Company settles lawsuits over salmonella-tainted cantaloupe

LOS ANGELES - An Arizona company has settled two lawsuits stemming from a 2001 outbreak of salmonella traced to tainted cantaloupes it imported from Mexico and sold in 14 states. Seattle attorney William Marler said Friday that Shipley Sales Service, of Nogales, Ariz., settled suits filed on behalf of two victims of the April 2001 outbreak, Florence Dodds and Nathan Eget.

Dodds, 78, of Hemet, died after eating contaminated cantaloupe, apparently in the nursing home where she lived. Eget, of Tarzana, was 15 months old when he was hospitalized for nine days with fever, vomiting and severe diarrhea after eating cantaloupe bought in a local grocery store.

Terms of the settlements were not disclosed.

"The family of Florence was devastated by her loss and no amount of money ever makes up for it," Marler said.

The U.S. Food and Drug Administration traced the outbreak to cantaloupe imported, shipped and sold by Shipley under the Viva brand.

Officials at Shipley referred a reporter's call to company attorney Michael Harwin, who did not immediately return a message seeking comment Friday.

• _Problem set_:
A - In the article on the cantaloupe lawsuit settlements, under what brand did Shipley sell the tainted cantaloupe?
B - Repeat the stretch of the cantaloupe lawsuit article from "The U.S. Food" through "seeking comment Friday.".
C - Go on with the news article about the salmonella-tainted cantaloupe settlements from where it stops.

• _Recorded data_:
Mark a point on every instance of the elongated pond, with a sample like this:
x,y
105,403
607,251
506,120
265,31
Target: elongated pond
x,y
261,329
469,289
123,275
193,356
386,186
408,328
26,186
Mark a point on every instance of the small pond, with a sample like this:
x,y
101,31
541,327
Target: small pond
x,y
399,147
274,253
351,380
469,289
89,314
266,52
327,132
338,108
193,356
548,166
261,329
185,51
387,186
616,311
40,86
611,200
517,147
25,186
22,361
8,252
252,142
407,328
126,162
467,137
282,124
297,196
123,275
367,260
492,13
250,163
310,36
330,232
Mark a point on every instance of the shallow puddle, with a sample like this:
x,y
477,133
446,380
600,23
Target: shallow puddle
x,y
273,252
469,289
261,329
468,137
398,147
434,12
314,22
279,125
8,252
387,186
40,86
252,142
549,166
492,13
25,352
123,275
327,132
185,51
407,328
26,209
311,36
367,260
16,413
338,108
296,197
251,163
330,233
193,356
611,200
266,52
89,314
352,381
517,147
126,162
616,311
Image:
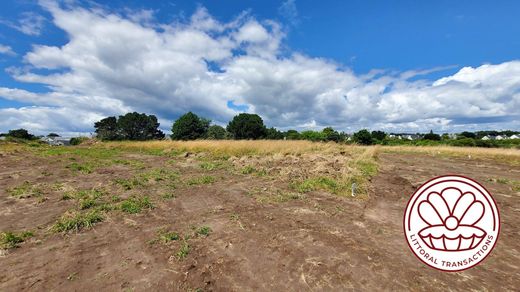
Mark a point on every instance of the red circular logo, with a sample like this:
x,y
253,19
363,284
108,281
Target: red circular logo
x,y
451,223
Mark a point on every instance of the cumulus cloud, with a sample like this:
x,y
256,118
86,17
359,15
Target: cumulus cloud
x,y
7,50
29,23
114,63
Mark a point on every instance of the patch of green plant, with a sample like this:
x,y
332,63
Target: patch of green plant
x,y
203,231
206,179
247,169
133,163
25,190
10,239
280,197
81,167
317,183
208,165
168,196
76,221
183,251
136,204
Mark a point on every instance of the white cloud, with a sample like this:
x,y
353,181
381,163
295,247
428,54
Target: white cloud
x,y
116,63
7,50
29,23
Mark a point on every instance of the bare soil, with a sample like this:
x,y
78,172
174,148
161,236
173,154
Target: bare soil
x,y
317,242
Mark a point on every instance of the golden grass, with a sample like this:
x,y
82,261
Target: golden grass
x,y
235,148
506,155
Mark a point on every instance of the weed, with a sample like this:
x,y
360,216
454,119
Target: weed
x,y
206,179
184,250
25,190
312,184
208,165
83,168
280,197
135,205
76,221
203,231
168,196
247,169
10,239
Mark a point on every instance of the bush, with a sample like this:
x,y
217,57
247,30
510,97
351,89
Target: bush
x,y
216,132
432,136
20,134
363,137
189,127
465,142
77,140
247,126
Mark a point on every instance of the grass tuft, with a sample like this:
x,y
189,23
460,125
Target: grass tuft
x,y
10,239
134,205
206,179
76,221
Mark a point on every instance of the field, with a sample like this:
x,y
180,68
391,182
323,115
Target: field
x,y
236,215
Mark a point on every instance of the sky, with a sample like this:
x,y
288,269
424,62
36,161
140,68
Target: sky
x,y
397,66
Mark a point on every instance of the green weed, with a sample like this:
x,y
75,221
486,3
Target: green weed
x,y
135,205
76,221
25,190
206,179
10,239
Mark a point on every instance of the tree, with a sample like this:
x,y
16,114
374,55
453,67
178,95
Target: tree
x,y
330,134
216,132
313,135
20,134
432,136
189,127
363,137
106,129
292,135
466,134
247,126
140,127
378,135
274,134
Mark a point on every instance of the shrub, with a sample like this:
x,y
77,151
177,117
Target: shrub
x,y
247,126
77,140
189,127
363,137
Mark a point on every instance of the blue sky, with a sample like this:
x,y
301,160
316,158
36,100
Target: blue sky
x,y
391,65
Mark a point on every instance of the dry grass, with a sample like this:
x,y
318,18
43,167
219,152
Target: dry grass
x,y
510,156
231,147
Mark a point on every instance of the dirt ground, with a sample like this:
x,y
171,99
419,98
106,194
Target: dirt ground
x,y
260,239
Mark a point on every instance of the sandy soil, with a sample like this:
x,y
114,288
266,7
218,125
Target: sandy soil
x,y
319,242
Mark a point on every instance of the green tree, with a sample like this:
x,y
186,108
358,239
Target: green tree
x,y
216,132
378,135
189,127
140,127
432,136
274,134
247,126
363,137
466,134
20,134
331,135
313,135
292,135
106,129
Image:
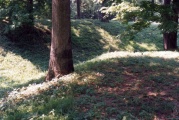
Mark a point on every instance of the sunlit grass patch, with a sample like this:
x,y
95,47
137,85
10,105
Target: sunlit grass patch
x,y
105,84
16,71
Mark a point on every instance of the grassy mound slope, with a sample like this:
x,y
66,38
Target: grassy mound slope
x,y
106,84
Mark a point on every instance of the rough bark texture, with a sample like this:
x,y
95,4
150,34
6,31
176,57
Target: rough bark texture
x,y
78,2
61,62
170,38
30,12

• _Per-task outputs_:
A - Viva

B -
The U.S. Food and Drug Administration traced the outbreak to cantaloupe imported, shipped and sold by Shipley under the Viva brand.

Officials at Shipley referred a reporter's call to company attorney Michael Harwin, who did not immediately return a message seeking comment Friday.

C -
Salmonella is a bacteria that lives in the intestinal tracts of humans and other animals. It is usually transmitted to humans by way of food

contaminated with animal feces.

Symptoms of salmonellosis include diarrhea, fever, and abdominal cramps. Most people recover without treatment.

Every year, approximately 40,000 cases are reported in the United States, according to the Centers for Disease Control. Children are most likely to be infected.

To avoid contracting salmonellosis, the CDC recommends washing produce well with tap water before eating it; washing hands, utensils and kitchen surfaces frequently; and using different cutting boards and utensils for meat and produce.